WORK TASK: Output only the lines from the line holding "grey-blue sea surface" through the close of the records, exactly as they appear, with all pictures omitted.

EXCERPTED RECORDS:

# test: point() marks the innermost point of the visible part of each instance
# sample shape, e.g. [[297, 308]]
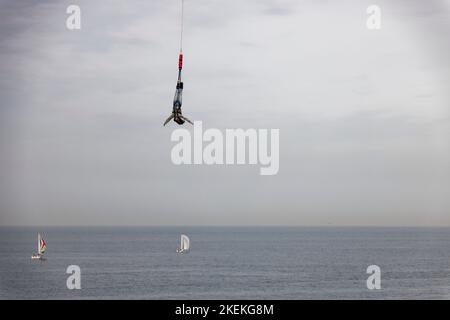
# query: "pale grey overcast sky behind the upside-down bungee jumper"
[[363, 114]]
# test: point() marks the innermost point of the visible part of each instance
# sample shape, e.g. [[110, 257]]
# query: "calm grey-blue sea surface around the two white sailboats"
[[227, 263]]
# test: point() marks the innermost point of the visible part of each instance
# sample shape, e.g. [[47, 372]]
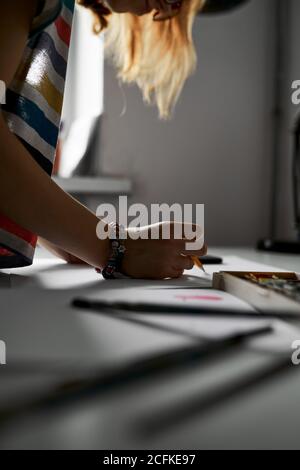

PROBLEM SOLUTION:
# query: "calm grey-blue sea surface around the two white sailboats"
[[227, 263]]
# test: point() marks the innermost point of the visible part of each instance
# sample shape, e.g. [[47, 372]]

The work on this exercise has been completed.